* [ACTIVITIES]:
1. In the passage on menopause and the silver economy, why does the writer say "There is much to do"? Answer in one to three sentences, using the reason the passage gives.
2. According to the passage on menopause and the silver economy, what cost did one recent study put on the workplace impacts of menopause in the U.S.?
3. Continue the passage on menopause and the silver economy, starting after its final sentence.

* [TEXT SHOWN]:
########

Menopause, the Silver Economy and Workplace Opportunities

As we recognise World Menopause Day, take a moment to consider the economic power, diverse expertise and skills, and incredible societal contributions of the estimated 1.1 billion post-menopausal women worldwide by 2025—a population on-par with China or India, and dwarfing any other country. Indeed, if we want to fuel the vibrant $15 trillion silver economy, societies, governments, and employers must empower older women in the future of work, including solutions that fight stigma and increase workplace support related to menopause.

There is much to do, according to pioneering research by Bank of America, which finds that the workplace impacts of menopause are widespread, costly, and inequitable. In their latest report, Break through the stigma: Menopause in the workplace – which follows Bank of America’s previous thought leadership on employer conversations like elder caregiving and Alzheimer’s disease – half of surveyed women said menopause has had a negative impact on their work life. One recent study pegged the cost at $1.8 billion in the U.S. alone, not to mention Europe, Japan, and other super-aged or fast-ageing societies of the OECD.

Yet many of these adverse impacts are avoidable – and can even be transformed into positive outcomes. There are proven benefits to support women at work during menopause, including access to menopause health professionals, coverage for hormone replacement therapy, and policies like time-off or flexible work. Most women who have access to and take advantage of these benefits say they have a positive effect, and, in fact, many employers say they already offer these benefits.

########

* [DATA EXCERPT]:

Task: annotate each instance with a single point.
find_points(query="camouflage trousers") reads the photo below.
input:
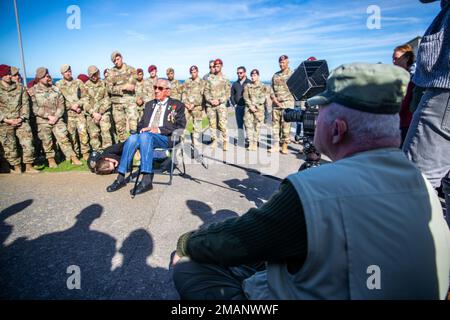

########

* [ACTIVITY ANSWERS]:
1. Research by Bank of America finds that the workplace impacts of menopause are widespread, costly, and inequitable. In its latest report, half of the surveyed women said menopause has had a negative impact on their work life.

2. $1.8 billion.

3.
So, what’s the problem? According to Lorna Sabbia, Managing Director, Head of Retirement & Personal Wealth Solutions at Bank of America, stigma is to blame: “Approximately 1.3 million women in the U.S. will enter menopause each year and 20% of the workforce are in some phase of the menopause transition, yet the word ‘menopause’ is rarely uttered, and seldom heard, in workplaces across the country. Often felt to be ‘too personal’ or ‘taboo,’ employees and employers are simply not talking about it.”

Just consider that 76 per cent of HR benefit managers said they discuss menopause-related issues with employees – but only three per cent of employees agreed.

Clearly, employers, policymakers, communities, and society at large need to step up our response to not only develop better solutions, but also ensure women can easily discuss, find, and use those solutions. That will unlock wide-reaching benefits for stronger economies, better women’s health, including follow-on consequences such as osteoporosis and related fractures, and a more dynamic future of work.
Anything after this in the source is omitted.